### WHAT YOU HAVE TO DO
From the records below, return every line containing the word "wearing".

### DATA
------------------------------------------------------------------------
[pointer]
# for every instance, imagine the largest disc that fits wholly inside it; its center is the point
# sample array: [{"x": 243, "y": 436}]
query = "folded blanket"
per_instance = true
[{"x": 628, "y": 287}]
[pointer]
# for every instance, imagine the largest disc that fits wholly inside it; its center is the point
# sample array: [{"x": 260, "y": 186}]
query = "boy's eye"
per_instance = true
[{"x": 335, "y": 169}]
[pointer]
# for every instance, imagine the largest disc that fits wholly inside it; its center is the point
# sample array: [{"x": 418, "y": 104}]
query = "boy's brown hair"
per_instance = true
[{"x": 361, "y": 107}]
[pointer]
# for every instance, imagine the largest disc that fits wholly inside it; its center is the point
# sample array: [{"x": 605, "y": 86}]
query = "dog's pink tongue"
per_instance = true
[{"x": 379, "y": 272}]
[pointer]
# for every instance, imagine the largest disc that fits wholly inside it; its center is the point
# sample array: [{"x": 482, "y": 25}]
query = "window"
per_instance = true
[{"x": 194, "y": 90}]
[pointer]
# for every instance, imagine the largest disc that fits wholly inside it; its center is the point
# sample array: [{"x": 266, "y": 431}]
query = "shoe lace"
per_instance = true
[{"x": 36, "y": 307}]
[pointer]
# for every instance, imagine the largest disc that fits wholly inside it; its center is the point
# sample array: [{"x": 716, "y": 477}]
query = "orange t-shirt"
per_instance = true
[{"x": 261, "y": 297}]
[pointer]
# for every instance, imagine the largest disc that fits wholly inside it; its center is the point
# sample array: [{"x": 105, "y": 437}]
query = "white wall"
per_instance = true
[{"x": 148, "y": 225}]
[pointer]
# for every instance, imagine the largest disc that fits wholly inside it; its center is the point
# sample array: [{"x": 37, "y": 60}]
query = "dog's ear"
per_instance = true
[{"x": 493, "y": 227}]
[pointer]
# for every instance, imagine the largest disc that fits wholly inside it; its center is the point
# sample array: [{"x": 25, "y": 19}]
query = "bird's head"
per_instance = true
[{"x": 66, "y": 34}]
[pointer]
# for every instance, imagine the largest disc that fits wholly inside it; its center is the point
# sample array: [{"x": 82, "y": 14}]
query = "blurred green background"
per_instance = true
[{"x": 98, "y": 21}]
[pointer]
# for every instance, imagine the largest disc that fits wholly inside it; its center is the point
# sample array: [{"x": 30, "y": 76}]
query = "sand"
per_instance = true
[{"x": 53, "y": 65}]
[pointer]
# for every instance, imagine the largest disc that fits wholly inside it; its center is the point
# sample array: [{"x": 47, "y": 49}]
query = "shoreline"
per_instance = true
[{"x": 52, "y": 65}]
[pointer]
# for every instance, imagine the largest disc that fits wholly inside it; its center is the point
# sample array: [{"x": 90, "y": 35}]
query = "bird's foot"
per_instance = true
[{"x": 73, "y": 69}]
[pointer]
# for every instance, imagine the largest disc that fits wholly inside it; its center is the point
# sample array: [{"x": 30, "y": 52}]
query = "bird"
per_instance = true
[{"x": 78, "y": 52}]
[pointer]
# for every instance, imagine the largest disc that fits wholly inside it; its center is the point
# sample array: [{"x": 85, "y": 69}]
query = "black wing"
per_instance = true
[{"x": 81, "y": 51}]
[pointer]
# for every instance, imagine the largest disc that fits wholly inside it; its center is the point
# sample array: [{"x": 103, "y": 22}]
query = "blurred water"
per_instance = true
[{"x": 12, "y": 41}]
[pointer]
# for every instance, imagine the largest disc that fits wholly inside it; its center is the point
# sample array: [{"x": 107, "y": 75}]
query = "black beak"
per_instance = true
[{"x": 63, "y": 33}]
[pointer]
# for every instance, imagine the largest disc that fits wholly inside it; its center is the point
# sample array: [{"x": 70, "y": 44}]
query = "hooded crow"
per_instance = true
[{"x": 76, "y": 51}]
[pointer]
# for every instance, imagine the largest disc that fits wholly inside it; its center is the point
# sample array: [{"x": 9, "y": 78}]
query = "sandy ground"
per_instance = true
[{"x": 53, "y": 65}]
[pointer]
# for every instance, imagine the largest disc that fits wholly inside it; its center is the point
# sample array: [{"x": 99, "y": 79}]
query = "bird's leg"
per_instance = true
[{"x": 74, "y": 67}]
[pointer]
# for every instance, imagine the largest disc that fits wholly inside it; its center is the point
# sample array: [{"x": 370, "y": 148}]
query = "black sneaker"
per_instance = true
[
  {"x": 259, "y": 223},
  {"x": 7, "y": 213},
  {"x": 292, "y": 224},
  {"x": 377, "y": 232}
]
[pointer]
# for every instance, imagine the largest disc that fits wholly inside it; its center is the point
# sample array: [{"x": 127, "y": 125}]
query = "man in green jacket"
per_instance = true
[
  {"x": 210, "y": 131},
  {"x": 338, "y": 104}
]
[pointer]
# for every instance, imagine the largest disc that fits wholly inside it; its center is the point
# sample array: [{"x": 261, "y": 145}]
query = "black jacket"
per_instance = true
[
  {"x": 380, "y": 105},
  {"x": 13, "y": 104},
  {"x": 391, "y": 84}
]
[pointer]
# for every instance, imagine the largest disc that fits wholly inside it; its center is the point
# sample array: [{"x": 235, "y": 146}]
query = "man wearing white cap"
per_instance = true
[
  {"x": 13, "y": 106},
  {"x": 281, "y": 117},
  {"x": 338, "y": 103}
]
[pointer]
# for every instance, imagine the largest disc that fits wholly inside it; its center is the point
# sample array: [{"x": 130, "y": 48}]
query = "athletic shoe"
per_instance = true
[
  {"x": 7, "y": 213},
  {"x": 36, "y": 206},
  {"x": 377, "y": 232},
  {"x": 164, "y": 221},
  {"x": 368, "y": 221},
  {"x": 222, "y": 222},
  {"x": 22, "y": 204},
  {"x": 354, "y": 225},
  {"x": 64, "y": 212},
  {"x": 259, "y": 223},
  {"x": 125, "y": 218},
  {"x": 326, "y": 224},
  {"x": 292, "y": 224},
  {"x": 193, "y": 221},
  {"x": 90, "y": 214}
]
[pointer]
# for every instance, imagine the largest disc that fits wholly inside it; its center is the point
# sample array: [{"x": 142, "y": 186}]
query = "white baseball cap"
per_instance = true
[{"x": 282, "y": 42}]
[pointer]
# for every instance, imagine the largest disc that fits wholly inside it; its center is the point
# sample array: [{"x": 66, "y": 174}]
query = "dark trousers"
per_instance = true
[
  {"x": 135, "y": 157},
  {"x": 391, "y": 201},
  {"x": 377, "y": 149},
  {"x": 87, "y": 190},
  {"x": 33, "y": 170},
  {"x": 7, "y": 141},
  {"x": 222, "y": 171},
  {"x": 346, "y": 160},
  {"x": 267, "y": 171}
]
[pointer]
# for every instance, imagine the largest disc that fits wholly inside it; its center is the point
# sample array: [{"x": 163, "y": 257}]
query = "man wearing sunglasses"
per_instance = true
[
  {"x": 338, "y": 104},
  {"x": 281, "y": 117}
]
------------------------------------------------------------------------
### RESULT OF THE TASK
query = "man wearing white cap"
query = "man wearing sunglasses"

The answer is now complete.